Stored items
>> Start
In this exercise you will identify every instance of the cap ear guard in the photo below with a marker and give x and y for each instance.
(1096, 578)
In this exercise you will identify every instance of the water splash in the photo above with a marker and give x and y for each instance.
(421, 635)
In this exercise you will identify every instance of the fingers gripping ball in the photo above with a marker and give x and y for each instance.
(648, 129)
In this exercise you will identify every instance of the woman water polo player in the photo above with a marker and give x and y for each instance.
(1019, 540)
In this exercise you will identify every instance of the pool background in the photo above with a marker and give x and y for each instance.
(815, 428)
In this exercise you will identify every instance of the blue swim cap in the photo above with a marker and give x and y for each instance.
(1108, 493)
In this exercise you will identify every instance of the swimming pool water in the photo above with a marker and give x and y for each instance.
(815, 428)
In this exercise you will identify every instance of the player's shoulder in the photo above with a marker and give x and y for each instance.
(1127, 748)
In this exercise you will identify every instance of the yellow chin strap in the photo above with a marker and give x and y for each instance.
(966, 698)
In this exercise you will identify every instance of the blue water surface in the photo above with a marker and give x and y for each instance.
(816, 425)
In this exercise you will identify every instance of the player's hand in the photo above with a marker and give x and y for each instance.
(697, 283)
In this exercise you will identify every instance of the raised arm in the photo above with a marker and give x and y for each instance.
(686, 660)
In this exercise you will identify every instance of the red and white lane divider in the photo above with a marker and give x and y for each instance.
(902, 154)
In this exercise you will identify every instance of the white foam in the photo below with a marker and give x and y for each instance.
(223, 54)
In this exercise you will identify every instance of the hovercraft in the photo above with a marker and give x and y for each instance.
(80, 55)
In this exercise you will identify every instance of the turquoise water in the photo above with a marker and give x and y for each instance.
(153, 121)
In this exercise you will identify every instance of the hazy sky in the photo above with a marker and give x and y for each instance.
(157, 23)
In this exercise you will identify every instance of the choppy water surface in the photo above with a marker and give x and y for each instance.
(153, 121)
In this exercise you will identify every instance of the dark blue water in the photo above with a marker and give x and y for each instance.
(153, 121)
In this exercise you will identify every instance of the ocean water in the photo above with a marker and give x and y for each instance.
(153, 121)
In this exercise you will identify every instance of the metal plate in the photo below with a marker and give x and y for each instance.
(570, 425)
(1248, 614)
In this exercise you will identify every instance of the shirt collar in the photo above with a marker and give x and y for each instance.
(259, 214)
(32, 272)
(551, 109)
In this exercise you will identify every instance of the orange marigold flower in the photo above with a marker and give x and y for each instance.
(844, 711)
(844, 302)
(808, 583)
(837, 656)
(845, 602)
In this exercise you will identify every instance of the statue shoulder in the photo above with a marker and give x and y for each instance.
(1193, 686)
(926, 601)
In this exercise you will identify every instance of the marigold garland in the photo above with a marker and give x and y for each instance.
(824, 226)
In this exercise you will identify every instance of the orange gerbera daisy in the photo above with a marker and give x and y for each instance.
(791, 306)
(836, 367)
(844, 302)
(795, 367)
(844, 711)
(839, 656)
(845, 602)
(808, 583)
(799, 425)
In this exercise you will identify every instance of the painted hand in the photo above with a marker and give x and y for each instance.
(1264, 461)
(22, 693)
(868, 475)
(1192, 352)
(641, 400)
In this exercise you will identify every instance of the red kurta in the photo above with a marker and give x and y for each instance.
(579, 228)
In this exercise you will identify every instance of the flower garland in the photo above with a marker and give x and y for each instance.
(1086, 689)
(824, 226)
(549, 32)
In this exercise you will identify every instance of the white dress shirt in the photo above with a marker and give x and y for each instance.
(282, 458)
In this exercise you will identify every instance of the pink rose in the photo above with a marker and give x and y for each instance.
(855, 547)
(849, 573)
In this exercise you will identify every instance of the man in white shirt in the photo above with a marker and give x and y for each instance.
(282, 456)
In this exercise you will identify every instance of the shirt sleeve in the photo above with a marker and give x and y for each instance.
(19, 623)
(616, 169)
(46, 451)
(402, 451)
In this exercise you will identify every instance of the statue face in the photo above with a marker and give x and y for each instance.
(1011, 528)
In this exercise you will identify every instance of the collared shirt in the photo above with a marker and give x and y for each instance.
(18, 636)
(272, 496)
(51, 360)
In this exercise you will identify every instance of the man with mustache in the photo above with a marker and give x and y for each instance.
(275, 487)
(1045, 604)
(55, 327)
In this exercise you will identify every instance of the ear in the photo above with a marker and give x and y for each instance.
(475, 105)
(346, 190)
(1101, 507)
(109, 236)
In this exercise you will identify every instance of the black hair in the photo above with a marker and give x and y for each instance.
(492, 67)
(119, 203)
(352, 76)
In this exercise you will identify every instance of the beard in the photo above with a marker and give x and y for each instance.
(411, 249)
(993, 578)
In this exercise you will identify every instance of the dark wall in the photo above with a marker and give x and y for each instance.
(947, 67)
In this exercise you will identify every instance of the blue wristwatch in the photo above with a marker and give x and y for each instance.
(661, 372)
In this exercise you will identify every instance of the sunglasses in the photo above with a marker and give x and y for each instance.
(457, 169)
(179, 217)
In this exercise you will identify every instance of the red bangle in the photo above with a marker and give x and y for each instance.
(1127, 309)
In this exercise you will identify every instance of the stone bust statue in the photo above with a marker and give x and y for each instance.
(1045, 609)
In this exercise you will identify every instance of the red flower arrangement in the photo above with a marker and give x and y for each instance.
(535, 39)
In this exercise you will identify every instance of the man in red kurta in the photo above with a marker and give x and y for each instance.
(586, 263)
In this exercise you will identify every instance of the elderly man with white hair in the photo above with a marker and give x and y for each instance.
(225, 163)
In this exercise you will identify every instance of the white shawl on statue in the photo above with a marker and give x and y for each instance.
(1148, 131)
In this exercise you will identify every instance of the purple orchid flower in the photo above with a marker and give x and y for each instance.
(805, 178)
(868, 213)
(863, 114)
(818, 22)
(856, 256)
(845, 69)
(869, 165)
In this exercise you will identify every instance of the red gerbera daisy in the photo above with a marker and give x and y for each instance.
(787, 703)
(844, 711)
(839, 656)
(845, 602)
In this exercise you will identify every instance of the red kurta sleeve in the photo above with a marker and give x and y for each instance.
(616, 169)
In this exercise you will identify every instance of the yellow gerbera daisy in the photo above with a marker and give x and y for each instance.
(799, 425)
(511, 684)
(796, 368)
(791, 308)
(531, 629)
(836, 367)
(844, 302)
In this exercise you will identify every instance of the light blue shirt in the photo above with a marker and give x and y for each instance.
>> End
## Stated task
Can you rewrite the listing lines starting at the one containing "the red bangle" and ending with the one containing "(1127, 309)", changing "bangle" to "bracelet" and leaving everything else as it is?

## Solution for this exercise
In this exercise you will identify every instance of the red bracelet in the photo above with a marker and give x and y for each instance.
(1127, 309)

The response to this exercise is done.